* TASK DATA
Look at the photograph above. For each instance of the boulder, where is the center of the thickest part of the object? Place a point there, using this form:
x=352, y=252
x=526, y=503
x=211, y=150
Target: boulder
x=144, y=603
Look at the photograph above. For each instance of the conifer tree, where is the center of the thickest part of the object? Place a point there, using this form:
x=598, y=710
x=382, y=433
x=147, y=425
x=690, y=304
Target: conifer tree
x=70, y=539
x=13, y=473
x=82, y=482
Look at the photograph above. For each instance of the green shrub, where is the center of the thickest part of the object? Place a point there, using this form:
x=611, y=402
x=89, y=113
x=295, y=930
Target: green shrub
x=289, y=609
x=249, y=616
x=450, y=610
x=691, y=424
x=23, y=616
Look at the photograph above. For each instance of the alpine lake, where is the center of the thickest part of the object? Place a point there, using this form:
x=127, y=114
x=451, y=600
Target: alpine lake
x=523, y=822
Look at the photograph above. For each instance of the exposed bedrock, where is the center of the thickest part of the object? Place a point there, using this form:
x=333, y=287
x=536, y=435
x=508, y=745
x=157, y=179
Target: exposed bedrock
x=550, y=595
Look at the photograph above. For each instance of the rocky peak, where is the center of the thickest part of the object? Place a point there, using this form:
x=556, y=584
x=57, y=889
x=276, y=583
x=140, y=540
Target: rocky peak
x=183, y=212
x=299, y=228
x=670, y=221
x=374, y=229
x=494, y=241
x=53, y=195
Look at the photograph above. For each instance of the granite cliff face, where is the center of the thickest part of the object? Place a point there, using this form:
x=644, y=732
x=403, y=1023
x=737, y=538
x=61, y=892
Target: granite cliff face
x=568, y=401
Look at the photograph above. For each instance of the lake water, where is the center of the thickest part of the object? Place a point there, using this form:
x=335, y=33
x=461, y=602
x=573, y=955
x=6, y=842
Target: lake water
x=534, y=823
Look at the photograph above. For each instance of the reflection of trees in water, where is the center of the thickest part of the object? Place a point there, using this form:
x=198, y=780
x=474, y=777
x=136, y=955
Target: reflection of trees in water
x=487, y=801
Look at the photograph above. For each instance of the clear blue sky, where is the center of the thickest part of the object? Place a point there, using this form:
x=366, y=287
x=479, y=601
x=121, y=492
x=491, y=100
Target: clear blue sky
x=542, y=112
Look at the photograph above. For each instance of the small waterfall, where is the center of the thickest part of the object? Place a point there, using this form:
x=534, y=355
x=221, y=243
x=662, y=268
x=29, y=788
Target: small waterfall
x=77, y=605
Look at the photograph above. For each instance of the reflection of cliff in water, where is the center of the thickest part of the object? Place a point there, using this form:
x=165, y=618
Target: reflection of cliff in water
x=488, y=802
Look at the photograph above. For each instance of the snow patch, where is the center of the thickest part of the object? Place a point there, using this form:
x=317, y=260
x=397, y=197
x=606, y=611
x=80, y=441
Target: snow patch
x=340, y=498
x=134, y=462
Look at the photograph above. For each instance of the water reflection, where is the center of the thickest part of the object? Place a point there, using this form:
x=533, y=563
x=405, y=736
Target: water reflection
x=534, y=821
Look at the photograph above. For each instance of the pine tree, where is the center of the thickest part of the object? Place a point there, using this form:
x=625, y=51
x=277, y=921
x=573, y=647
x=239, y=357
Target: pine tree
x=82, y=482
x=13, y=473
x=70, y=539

* AIM OF THE TASK
Please format the lines from the first line of the items to the line with "x=568, y=401", both included, as a JSON list of strings with one string per line and blank lines left out.

* TASK RESULT
[
  "Look at the photograph above. For each instance of the boulder, where is the center of the thickest part of the object? Place a point there, using this form:",
  "x=352, y=252",
  "x=526, y=503",
  "x=211, y=150",
  "Target: boulder",
  "x=144, y=603",
  "Look at the photograph above. For each instance of the conifer tree, where is the center of the thickest part of the object? Place a point there, using this form:",
  "x=598, y=710",
  "x=382, y=433",
  "x=147, y=425",
  "x=690, y=304",
  "Target: conifer tree",
  "x=70, y=539",
  "x=13, y=473",
  "x=82, y=482",
  "Look at the photograph above. For each instance of the green shrub, where is the center of the thickest part of the object? Place a point there, using this form:",
  "x=611, y=402",
  "x=89, y=113",
  "x=295, y=930",
  "Target: green shrub",
  "x=289, y=609",
  "x=249, y=616",
  "x=450, y=610",
  "x=691, y=424",
  "x=23, y=616",
  "Look at the photograph above. For each instance of the alpine lake, where is the center of the thickest part of the object? Place a point there, using this form:",
  "x=127, y=114",
  "x=451, y=600",
  "Target: alpine lake",
  "x=523, y=822",
  "Look at the photograph above. For each instance of the exposed bedrock, where is the center of the thickest part of the object? Place a point there, using this form:",
  "x=333, y=287",
  "x=536, y=435",
  "x=508, y=745",
  "x=157, y=179",
  "Target: exposed bedrock",
  "x=550, y=595",
  "Look at the photograph above. For each instance of the rocky peak, where is the center of the thickest part of the object? Place a point there, using this form:",
  "x=556, y=584",
  "x=57, y=889",
  "x=276, y=583",
  "x=140, y=540",
  "Target: rocky peak",
  "x=183, y=212",
  "x=299, y=228",
  "x=670, y=221",
  "x=374, y=229",
  "x=494, y=241",
  "x=53, y=195",
  "Look at the photograph above. For each instance of the granite cliff face, where is the center of the thickest part of the object? Place a point there, using this form:",
  "x=644, y=732",
  "x=403, y=1023",
  "x=737, y=538",
  "x=61, y=892",
  "Target: granite cliff face",
  "x=568, y=401"
]